[start of SOURCE EXTRACT]

# My Cooler Livewell



## cali27 (Jul 4, 2010)

Made this today. I had the cooler and the bilge pump kit cost me $40 from BPS. It looks like it works pretty good, just need some bass to try it out.

I needed it for my first ever tournament next weekend. Cant wait!!!!


----------



## Jim (Jul 4, 2010)

nice job man! I'm about to make the same thing!


----------



## Brine (Jul 4, 2010)

I keep trying to tell myself why I need to do anything different with the new boat than this. I've ran mine the same way for 3 years on the old boat and it's worked fine. I just throw the pump overboard to fill up the cooler, set it back in to recirculate, then put the spray bar overboard to empty. No drilling, 1 pump, easy to clean, insulated, etc.... I think you just helped me make up my mind. I bought the 120qt cooler at WallyWorld for $49, then made a plexi lid to sit inside the cooler with a cutout in the middle wrapped with fuel line to keep the fish from going airborn when the lid was open. My old boat the top of the cooler was close to the gunwhales and made for an easy jump overboard.


----------



## bluegillfisher (Jul 4, 2010)

[end of SOURCE EXTRACT]
[start of SUPPLIED RECORDS]

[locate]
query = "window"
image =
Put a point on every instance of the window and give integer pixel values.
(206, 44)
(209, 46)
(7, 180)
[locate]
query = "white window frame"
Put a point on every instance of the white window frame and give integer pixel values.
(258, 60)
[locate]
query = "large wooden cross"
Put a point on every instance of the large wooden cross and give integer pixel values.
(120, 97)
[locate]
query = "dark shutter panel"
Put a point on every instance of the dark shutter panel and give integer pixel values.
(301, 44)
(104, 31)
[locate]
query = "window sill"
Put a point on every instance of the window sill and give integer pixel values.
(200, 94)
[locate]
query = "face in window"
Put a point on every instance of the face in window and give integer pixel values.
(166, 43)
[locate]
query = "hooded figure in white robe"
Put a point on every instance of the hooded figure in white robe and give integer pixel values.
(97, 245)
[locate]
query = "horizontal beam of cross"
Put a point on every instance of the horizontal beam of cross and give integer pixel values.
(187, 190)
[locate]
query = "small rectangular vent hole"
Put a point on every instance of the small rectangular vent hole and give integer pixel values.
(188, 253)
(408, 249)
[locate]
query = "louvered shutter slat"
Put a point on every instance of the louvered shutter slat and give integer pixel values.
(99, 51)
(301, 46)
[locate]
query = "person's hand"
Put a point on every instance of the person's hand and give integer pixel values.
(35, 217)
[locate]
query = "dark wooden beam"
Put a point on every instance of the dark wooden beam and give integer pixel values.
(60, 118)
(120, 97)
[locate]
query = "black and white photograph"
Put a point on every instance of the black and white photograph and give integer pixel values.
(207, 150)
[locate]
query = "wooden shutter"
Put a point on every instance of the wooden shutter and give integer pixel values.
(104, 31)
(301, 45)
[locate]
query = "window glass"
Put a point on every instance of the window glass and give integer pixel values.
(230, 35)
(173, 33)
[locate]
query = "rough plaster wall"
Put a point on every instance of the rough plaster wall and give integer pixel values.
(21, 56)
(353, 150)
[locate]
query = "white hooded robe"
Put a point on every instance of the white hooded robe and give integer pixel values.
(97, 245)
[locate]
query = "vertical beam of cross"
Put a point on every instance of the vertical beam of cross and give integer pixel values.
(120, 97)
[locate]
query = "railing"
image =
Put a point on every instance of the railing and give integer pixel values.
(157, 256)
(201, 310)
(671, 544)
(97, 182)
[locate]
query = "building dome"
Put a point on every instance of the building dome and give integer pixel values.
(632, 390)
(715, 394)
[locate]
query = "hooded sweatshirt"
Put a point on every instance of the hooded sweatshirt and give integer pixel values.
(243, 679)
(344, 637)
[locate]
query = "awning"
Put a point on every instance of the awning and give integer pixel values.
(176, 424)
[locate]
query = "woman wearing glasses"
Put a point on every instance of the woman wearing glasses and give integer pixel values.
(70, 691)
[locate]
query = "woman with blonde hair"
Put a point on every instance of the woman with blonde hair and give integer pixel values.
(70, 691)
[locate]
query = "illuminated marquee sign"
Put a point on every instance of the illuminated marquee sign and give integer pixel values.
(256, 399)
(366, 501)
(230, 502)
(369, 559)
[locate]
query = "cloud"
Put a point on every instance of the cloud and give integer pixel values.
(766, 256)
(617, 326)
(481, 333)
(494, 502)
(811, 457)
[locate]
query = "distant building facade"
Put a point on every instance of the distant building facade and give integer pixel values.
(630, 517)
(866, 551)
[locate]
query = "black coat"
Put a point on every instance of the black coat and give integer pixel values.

[end of SUPPLIED RECORDS]

▶ **DIRECTIVES**
1. In the cooler livewell thread, what size of cooler did Brine buy, and what was its price?
2. Supply the next portion of the cooler livewell thread, starting with the post by bluegillfisher.
The recorded entries are independent material and do not form part of the cooler livewell thread.

▶ **RESULTS BY TASK**
1. Brine bought a 120qt cooler for $49.

2.
I used same kit for my livewell. This is the third year I've used it. This spring I snagged an aerator minnow bucket for $10 at wally world. The bubble thing uses "c" batteries, but when I used it for trout fishing it lasted three days--blowing bubbles the all day long when I was fishing. I kept one trout from early morning to seven o'clock and it was very lively when I took it out. I drilled one 1/4' hole in side of cooler to put hose through.


----------



## Truckmechanic (Jul 4, 2010)

I have used this system alot myself. I used it in 4 hour tournaments and it kept my fish healthy and active. If I was going to use it very long period of time I would do something like Brine had mentioned and have a way to change out some of the water without having to risk fish going overboard.


----------



## wolfmjc (Jul 5, 2010)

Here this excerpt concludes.